## PROBLEM TO WORK ON
Line by line, copy the entries exactly, excluding the pictures.

*** DATASET RECORDS Section Begins ***

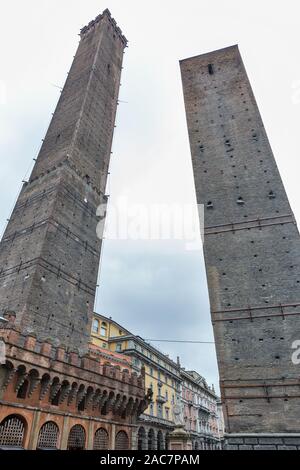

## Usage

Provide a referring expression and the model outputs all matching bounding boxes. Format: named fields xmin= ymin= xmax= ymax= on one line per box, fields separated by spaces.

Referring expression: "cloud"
xmin=96 ymin=240 xmax=219 ymax=389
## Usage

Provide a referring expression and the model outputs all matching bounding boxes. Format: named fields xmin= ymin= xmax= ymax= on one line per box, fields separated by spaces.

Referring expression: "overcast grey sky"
xmin=1 ymin=0 xmax=300 ymax=391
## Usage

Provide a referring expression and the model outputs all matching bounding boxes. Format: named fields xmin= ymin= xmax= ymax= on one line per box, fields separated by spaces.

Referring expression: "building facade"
xmin=181 ymin=370 xmax=221 ymax=449
xmin=91 ymin=312 xmax=222 ymax=449
xmin=180 ymin=45 xmax=300 ymax=449
xmin=0 ymin=10 xmax=150 ymax=450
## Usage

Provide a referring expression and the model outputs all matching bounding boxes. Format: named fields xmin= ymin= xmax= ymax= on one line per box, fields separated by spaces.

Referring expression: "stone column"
xmin=131 ymin=426 xmax=138 ymax=450
xmin=27 ymin=410 xmax=41 ymax=449
xmin=110 ymin=424 xmax=116 ymax=450
xmin=87 ymin=420 xmax=94 ymax=449
xmin=60 ymin=416 xmax=70 ymax=450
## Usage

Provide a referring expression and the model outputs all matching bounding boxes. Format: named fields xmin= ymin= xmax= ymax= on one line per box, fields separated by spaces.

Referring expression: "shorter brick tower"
xmin=181 ymin=45 xmax=300 ymax=450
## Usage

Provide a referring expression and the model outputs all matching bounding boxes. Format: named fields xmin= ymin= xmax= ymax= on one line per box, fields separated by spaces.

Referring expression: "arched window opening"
xmin=92 ymin=319 xmax=100 ymax=333
xmin=100 ymin=322 xmax=107 ymax=337
xmin=37 ymin=422 xmax=59 ymax=450
xmin=148 ymin=429 xmax=155 ymax=450
xmin=67 ymin=425 xmax=86 ymax=450
xmin=157 ymin=430 xmax=164 ymax=450
xmin=93 ymin=428 xmax=109 ymax=450
xmin=115 ymin=430 xmax=129 ymax=450
xmin=0 ymin=415 xmax=26 ymax=448
xmin=138 ymin=427 xmax=146 ymax=450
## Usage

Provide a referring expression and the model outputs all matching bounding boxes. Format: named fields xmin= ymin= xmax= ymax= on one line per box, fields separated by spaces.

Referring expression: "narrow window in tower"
xmin=268 ymin=191 xmax=276 ymax=199
xmin=237 ymin=197 xmax=244 ymax=205
xmin=107 ymin=64 xmax=111 ymax=75
xmin=206 ymin=201 xmax=214 ymax=210
xmin=208 ymin=64 xmax=214 ymax=75
xmin=55 ymin=134 xmax=61 ymax=143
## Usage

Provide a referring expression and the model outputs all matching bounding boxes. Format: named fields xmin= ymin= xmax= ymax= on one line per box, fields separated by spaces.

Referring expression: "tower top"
xmin=179 ymin=44 xmax=239 ymax=64
xmin=80 ymin=8 xmax=128 ymax=46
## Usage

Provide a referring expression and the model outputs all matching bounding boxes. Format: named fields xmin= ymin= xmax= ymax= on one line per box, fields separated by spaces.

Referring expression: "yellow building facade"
xmin=90 ymin=313 xmax=222 ymax=450
xmin=90 ymin=313 xmax=181 ymax=426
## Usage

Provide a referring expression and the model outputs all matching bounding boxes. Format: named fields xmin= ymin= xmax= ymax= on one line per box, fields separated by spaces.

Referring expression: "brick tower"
xmin=0 ymin=9 xmax=126 ymax=354
xmin=180 ymin=46 xmax=300 ymax=449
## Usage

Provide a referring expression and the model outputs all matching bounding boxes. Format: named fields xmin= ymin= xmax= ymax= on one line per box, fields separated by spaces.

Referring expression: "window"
xmin=115 ymin=431 xmax=129 ymax=450
xmin=166 ymin=409 xmax=169 ymax=420
xmin=0 ymin=415 xmax=26 ymax=447
xmin=67 ymin=425 xmax=86 ymax=450
xmin=269 ymin=191 xmax=276 ymax=199
xmin=92 ymin=319 xmax=99 ymax=333
xmin=100 ymin=322 xmax=107 ymax=337
xmin=94 ymin=428 xmax=109 ymax=450
xmin=37 ymin=422 xmax=59 ymax=450
xmin=150 ymin=368 xmax=153 ymax=377
xmin=116 ymin=343 xmax=122 ymax=352
xmin=208 ymin=63 xmax=214 ymax=75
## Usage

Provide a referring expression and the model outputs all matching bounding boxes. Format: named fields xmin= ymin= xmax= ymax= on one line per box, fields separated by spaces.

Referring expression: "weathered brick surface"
xmin=244 ymin=438 xmax=258 ymax=445
xmin=225 ymin=434 xmax=300 ymax=450
xmin=259 ymin=437 xmax=283 ymax=445
xmin=0 ymin=11 xmax=126 ymax=354
xmin=278 ymin=446 xmax=297 ymax=450
xmin=254 ymin=445 xmax=277 ymax=450
xmin=283 ymin=437 xmax=300 ymax=445
xmin=180 ymin=45 xmax=300 ymax=435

*** DATASET RECORDS Section Ends ***

## ANSWER FOR THIS EXERCISE
## Usage

Provide a referring expression and the model outputs all matching bounding boxes. Format: named fields xmin= ymin= xmax= ymax= on one line per box, fields separated by spaces.

Referring expression: "cloud"
xmin=96 ymin=240 xmax=219 ymax=389
## Usage

Provide a referring expression and the model outputs all matching bounding boxes. Format: named fields xmin= ymin= xmax= ymax= on one line per box, fields separated by spaces.

Referring expression: "overcast grey sky"
xmin=1 ymin=0 xmax=300 ymax=391
## Usage

Provide a referring expression and the model outputs all matching bounding boxes. Format: named fields xmin= ymin= xmax= ymax= on one line per box, fields separated by spaces.

Referring expression: "building facade"
xmin=181 ymin=370 xmax=221 ymax=449
xmin=91 ymin=312 xmax=222 ymax=449
xmin=180 ymin=45 xmax=300 ymax=449
xmin=0 ymin=10 xmax=150 ymax=450
## Usage

Provide a referring expression and the model outputs all matching bounding boxes. Format: named fields xmin= ymin= xmax= ymax= on one line per box, fields separated by spaces.

Referring expression: "stone column"
xmin=131 ymin=426 xmax=138 ymax=450
xmin=27 ymin=410 xmax=41 ymax=449
xmin=110 ymin=424 xmax=116 ymax=450
xmin=87 ymin=420 xmax=94 ymax=449
xmin=60 ymin=416 xmax=70 ymax=450
## Usage

Provide a referring expression and the model outputs all matching bounding boxes. Format: named fields xmin= ymin= xmax= ymax= on one line per box, fields separated by spaces.

Referring expression: "shorter brick tower"
xmin=181 ymin=45 xmax=300 ymax=450
## Usage

Provide a referring expression and the model outputs all matching bounding boxes. Format: named fields xmin= ymin= xmax= ymax= on one line per box, fields separated by spaces.

Referring expression: "arched window opening"
xmin=92 ymin=319 xmax=100 ymax=333
xmin=100 ymin=322 xmax=107 ymax=337
xmin=37 ymin=422 xmax=59 ymax=450
xmin=148 ymin=429 xmax=155 ymax=450
xmin=67 ymin=425 xmax=86 ymax=450
xmin=157 ymin=430 xmax=164 ymax=450
xmin=93 ymin=428 xmax=109 ymax=450
xmin=115 ymin=430 xmax=129 ymax=450
xmin=0 ymin=415 xmax=26 ymax=448
xmin=138 ymin=427 xmax=146 ymax=450
## Usage

Provide a referring expression and the model outputs all matching bounding boxes. Format: named fields xmin= ymin= xmax= ymax= on one line per box, fields separated by spaces.

Referring expression: "narrow window in tower"
xmin=268 ymin=191 xmax=276 ymax=199
xmin=237 ymin=197 xmax=244 ymax=205
xmin=107 ymin=64 xmax=111 ymax=75
xmin=206 ymin=201 xmax=214 ymax=210
xmin=208 ymin=64 xmax=214 ymax=75
xmin=55 ymin=134 xmax=61 ymax=143
## Usage

Provide a referring expression and the model outputs all matching bounding boxes. Format: named fields xmin= ymin= xmax= ymax= on one line per box, fields separated by spaces.

Referring expression: "tower top"
xmin=179 ymin=44 xmax=239 ymax=64
xmin=80 ymin=8 xmax=128 ymax=46
## Usage

Provide a referring expression and the model outputs all matching bounding boxes. Format: named fields xmin= ymin= xmax= ymax= on one line per box, fields separated by spaces.

Referring expression: "yellow building facade"
xmin=90 ymin=313 xmax=222 ymax=450
xmin=90 ymin=313 xmax=181 ymax=426
## Usage

Provide a referring expression and the model outputs all matching bounding boxes. Format: named fields xmin= ymin= xmax= ymax= on one line per box, fields separated by spaces.

Referring expression: "brick tower"
xmin=0 ymin=9 xmax=126 ymax=354
xmin=180 ymin=46 xmax=300 ymax=449
## Usage

Provide a referring expression and the model outputs all matching bounding boxes. Format: named fields xmin= ymin= xmax= ymax= on one line per box, fields separated by spaces.

Referring expression: "window"
xmin=115 ymin=431 xmax=129 ymax=450
xmin=166 ymin=409 xmax=169 ymax=420
xmin=0 ymin=415 xmax=26 ymax=447
xmin=67 ymin=425 xmax=86 ymax=450
xmin=269 ymin=191 xmax=276 ymax=199
xmin=92 ymin=319 xmax=99 ymax=333
xmin=100 ymin=322 xmax=107 ymax=337
xmin=94 ymin=428 xmax=109 ymax=450
xmin=37 ymin=422 xmax=59 ymax=450
xmin=150 ymin=368 xmax=153 ymax=377
xmin=116 ymin=343 xmax=122 ymax=352
xmin=208 ymin=63 xmax=214 ymax=75
## Usage

Provide a referring expression and the model outputs all matching bounding boxes. Format: named fields xmin= ymin= xmax= ymax= on one line per box, fields separated by spaces.

Referring expression: "weathered brick surface"
xmin=244 ymin=438 xmax=258 ymax=445
xmin=225 ymin=434 xmax=300 ymax=450
xmin=259 ymin=437 xmax=283 ymax=445
xmin=0 ymin=11 xmax=126 ymax=354
xmin=278 ymin=446 xmax=297 ymax=450
xmin=254 ymin=445 xmax=277 ymax=450
xmin=283 ymin=437 xmax=300 ymax=445
xmin=180 ymin=45 xmax=300 ymax=435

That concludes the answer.